EXCERPT TO READ:
►

The opinion of the court was delivered by: Walls, Senior District Judge
Plaintiffs, Trustcash Holdings, Inc., Dylan Callum, Tyee Capital Consultants, Inc., Jill Carasquero and Kent Carasquero, allege in their Second Amended Complaint ("Complaint") that Defendants, Gregory Moss ("Moss") and Ayuda Funding Corp. ("Ayuda"), violated certain provisions of the Securities Act of 1933 (the "Securities Act") and the Securities Exchange Act of 1934 (the "Exchange Act"). Ayuda moves pursuant to Rules 9(b) and 12(b)(6) of the Federal Rules of Civil Procedure to dismiss the claims in the Complaint asserted against it.*fn1 Plaintiffs oppose the motion. The parties appeared before the Court for oral argument. The Court grants Ayuda's motion and dismisses with prejudice the claims in the Complaint asserted against Ayuda.
FACTS AND PROCEDURAL BACKGROUND
Plaintiff Trustcash Holdings, Inc. ("Trustcash" or the "Company") is a publicly traded company that offers an online payment system for use in Internet transactions. Plaintiff Kent Carasquero ("Carasquero") is the CEO of Trustcash and a director of the Company. He is also the beneficial owner of a substantial amount of Trustcash common stock. The other named plaintiffs are current shareholders of Trustcash.
Defendant Gregory Moss ("Moss") is a former Trustcash CEO and member of the Company's Board of Directors. Defendant Ayuda is a financial advisory firm and independent lender whose business includes offering personal loans collateralized by the pledge of publicly-traded securities.
Moss became CEO of Trustcash June 30, 2007. Plaintiffs allege that, as of July 17, 2007, he was the beneficial owner of 16,913,959 shares of Trustcash common stock, amounting to 21.8 percent of all outstanding shares. (Compl. ¶ 15.) On February 12, 2008, Moss was removed involuntarily as the CEO. On March 27, 2008, he voluntarily resigned as a director of the Company.
Plaintiffs allege that, sometime before February 19, 2008, Moss received a loan from Ayuda that was collateralized by shares of Trustcash common stock. (Compl. ¶ 23.) Plaintiffs allege that Moss then defaulted on the loan, providing Ayuda, a secured party with a secured interest in the collateralized shares, the right to take beneficial ownership of those shares. (Compl. ¶ 23.) Plaintiffs claim that, pursuant to Moss's default, on February 19, 2008, Signature Stock Transfer, Inc. ("Signature"), Trustcash's appointed stock transfer agent, processed the
cancellation of a share certificate owned by Moss representing 15,587,745 Trustcash common stock shares. (Compl. ¶ 22.) Signature issued in replacement (i) Share Certificate No. 1082 to Moss, representing 13,837,745 common stock shares, and (ii) Share Certificate No. 1081 to Ayuda, representing 1,750,000 common stock shares. (Compl. ¶ 22.)
Plaintiffs allege that Ayuda then sold the shares in the market, flooding the market with Trustcash common stock shares and resulting in a "severe devaluation" of Trustcash common stock. (Compl. ¶ 27.) Plaintiffs also allege that Ayuda engaged in "short-selling" at least some of the shares by selling them before Moss had defaulted on his loan and delivering them after acquiring them upon Moss's default. (Compl. ¶ 32.) Plaintiffs allege that, on March 18, 2008, the process was repeated: Signature cancelled a different stock certificate owned by Moss and re-issued 7 million of those shares to Ayuda, again as collateral for a recourse loan upon which Moss defaulted. (Compl. ¶ 31.)

◄

DATA ROWS:
►

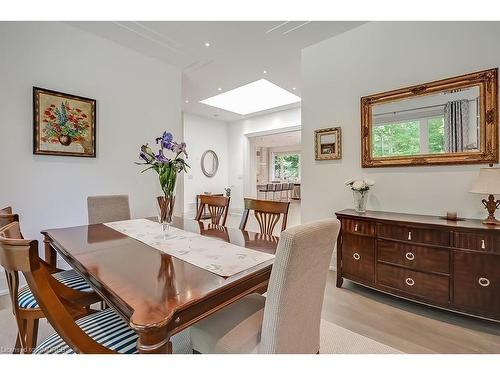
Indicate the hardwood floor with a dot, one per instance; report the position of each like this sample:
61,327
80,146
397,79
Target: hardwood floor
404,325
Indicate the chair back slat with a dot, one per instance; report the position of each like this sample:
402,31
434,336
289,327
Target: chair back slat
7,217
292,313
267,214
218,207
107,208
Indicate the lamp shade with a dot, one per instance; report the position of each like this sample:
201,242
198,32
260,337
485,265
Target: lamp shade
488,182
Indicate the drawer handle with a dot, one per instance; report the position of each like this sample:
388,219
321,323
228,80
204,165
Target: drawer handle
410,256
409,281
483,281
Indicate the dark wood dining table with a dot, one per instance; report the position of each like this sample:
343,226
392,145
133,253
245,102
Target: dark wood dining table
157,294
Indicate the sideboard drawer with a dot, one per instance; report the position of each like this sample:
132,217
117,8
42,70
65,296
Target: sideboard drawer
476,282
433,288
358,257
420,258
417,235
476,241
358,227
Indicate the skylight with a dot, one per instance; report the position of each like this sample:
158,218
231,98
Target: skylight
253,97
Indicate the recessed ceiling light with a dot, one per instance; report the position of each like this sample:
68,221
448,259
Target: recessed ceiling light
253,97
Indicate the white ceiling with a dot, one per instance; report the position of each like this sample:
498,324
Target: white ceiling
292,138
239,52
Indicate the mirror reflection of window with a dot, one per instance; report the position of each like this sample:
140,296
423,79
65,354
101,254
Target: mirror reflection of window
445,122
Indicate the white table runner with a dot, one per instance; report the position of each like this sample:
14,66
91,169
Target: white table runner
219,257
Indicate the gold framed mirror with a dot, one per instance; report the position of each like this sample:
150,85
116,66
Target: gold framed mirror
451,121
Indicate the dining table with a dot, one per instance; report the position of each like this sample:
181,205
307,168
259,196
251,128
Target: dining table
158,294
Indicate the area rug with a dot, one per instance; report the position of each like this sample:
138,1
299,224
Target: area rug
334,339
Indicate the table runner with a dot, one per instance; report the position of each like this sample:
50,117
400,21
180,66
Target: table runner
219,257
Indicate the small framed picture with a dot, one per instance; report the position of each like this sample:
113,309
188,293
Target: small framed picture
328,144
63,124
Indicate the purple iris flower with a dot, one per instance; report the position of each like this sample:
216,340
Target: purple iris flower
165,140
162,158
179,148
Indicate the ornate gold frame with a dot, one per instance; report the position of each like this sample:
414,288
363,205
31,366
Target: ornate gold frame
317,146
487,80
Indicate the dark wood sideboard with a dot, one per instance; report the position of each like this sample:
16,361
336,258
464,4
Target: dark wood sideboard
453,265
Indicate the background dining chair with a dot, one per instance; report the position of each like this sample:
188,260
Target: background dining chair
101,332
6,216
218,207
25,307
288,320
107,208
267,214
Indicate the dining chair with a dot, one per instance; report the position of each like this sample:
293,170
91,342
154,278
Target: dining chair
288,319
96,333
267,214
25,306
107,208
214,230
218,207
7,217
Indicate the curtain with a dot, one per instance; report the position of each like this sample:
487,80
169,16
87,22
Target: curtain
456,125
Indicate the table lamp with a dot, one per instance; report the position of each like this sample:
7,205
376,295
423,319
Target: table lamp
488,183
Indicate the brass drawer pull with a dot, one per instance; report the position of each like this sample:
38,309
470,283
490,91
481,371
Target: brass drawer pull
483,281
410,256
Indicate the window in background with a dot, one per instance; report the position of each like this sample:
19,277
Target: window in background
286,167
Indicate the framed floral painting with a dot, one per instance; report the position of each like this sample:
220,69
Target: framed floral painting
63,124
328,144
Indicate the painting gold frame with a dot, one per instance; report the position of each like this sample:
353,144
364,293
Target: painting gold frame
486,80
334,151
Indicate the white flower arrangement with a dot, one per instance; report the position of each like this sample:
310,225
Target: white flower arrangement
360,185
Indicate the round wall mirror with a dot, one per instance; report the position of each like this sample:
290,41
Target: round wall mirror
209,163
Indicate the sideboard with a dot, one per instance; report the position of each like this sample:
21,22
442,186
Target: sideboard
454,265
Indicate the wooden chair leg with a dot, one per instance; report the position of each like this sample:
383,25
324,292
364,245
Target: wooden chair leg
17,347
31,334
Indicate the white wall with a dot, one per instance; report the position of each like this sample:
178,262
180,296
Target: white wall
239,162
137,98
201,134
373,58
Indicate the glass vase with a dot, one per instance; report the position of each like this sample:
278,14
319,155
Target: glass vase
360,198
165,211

◄

COMPLETE THE FOLLOWING:
1 > Reproduce verbatim the stretch of the records from the line containing "Indicate the white flower" through the final line of the records.
2 > Extend the court opinion on the Trustcash securities claims beyond its final sentence.
The court opinion and the records bear no relation to each other.

TASK RESPONSES:
1 >
Indicate the white flower arrangement with a dot, one per instance; report the position of each like this sample:
310,225
Target: white flower arrangement
360,185
Indicate the round wall mirror with a dot, one per instance; report the position of each like this sample:
290,41
Target: round wall mirror
209,163
Indicate the sideboard with a dot, one per instance; report the position of each like this sample:
21,22
442,186
Target: sideboard
454,265
Indicate the wooden chair leg with a dot, one per instance; report the position of each like this sample:
383,25
324,292
364,245
Target: wooden chair leg
17,347
31,334
Indicate the white wall with a dot, one per instance; report the position of each like this sample:
178,262
180,296
Target: white wall
239,162
137,98
201,134
373,58
Indicate the glass vase with a dot, one per instance; report the position of each like this sample:
278,14
319,155
Target: glass vase
360,198
165,211

2 >
Plaintiffs allege that the recourse loans were actually "shams" constituting a scheme by Defendants to evade the Securities Act's registration requirements and selling limitations. (Compl. ¶ 4.) Plaintiffs explain that Moss could not sell a significant percentage of his Trustcash common stock shares directly into the public market in winter 2008 because he was an "affiliate" of the Company under SEC Rule 144. See 17 C.F.R. § 230.144(a)(1) ("An affiliate of an issuer is a person that directly, or indirectly through one or more intermediaries, controls, or is controlled by, or is under common control with, such issuer."). As an affiliate, Moss was restricted by Rule 144 from selling, within a three-month period, a greater number of securities than both (i) one percent of the shares of that class outstanding as shown by the most recent report of the issuer, and (ii) the average weekly reported volume of trading in those securities (per designated reporting systems). 17 C.F.R. § 230.144(e)(1). Plaintiffs allege that Moss transferred his shares to Ayuda so that Ayuda, a non-affiliate of the issuer, could distribute Moss's securities in the public market unconstrained by volume limitations.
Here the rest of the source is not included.